Data to process —

Begin

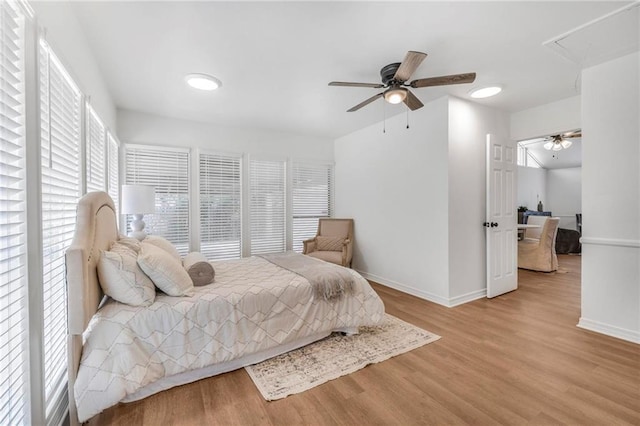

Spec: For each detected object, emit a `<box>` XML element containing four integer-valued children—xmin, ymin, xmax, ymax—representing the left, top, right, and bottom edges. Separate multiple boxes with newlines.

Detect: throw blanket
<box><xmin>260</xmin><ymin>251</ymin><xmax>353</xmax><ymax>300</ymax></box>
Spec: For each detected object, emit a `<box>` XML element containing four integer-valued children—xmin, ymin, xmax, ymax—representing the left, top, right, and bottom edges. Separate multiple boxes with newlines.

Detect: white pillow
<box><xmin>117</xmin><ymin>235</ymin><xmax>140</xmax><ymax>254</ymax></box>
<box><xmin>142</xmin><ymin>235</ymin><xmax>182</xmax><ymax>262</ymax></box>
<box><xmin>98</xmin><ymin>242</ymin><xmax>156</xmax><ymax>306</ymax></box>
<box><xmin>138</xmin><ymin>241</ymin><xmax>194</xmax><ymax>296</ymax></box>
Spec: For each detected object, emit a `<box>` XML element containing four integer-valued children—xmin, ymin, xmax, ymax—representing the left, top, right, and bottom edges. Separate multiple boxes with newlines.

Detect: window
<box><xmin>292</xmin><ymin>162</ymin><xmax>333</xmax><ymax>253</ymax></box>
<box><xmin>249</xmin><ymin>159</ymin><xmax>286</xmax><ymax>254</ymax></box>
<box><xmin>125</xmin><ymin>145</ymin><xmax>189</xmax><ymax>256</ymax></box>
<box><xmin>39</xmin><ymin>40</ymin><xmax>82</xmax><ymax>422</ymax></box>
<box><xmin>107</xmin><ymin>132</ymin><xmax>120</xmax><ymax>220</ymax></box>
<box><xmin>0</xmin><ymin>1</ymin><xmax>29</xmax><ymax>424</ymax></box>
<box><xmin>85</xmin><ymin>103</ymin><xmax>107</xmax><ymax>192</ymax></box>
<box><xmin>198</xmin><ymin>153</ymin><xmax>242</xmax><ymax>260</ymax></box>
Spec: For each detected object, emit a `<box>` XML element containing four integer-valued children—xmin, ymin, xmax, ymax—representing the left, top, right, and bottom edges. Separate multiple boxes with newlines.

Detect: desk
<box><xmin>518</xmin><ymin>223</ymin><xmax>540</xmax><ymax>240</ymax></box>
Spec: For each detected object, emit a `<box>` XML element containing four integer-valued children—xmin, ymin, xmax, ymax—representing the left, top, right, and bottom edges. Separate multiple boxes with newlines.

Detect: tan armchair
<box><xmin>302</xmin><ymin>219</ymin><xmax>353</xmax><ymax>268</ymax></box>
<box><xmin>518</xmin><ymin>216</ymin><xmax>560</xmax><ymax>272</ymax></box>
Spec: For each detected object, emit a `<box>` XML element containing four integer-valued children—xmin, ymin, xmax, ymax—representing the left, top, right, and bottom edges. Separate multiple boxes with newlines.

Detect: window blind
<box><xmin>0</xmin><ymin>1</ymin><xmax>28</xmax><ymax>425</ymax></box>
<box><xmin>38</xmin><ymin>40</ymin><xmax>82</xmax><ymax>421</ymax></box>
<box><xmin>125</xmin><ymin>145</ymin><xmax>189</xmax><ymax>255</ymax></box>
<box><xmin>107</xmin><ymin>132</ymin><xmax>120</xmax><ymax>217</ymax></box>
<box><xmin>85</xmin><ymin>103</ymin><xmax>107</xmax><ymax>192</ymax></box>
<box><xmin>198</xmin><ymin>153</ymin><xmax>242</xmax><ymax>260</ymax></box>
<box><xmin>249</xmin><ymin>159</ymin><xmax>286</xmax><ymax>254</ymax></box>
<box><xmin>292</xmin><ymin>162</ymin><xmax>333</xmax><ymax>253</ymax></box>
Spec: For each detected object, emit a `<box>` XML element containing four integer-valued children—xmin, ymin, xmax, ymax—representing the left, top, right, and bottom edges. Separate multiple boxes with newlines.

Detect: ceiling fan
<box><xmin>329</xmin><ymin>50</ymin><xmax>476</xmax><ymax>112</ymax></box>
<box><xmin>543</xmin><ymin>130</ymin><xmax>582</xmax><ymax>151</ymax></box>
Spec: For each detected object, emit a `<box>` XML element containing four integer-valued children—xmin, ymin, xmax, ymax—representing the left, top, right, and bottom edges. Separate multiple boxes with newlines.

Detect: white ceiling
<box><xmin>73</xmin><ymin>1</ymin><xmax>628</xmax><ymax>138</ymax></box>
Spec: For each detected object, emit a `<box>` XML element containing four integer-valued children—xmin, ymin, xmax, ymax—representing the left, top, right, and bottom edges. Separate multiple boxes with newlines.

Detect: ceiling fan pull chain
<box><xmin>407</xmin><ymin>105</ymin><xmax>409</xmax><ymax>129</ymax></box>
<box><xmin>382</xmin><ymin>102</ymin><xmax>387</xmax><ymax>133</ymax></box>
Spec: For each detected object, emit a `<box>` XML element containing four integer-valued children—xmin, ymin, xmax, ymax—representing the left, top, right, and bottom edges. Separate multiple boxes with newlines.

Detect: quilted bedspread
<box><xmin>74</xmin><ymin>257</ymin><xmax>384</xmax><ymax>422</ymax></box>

End

Please show every line of the records above that contains the word "white", copying each line in full.

Reply to the exercise —
Detect: white pillow
Detect: white ceiling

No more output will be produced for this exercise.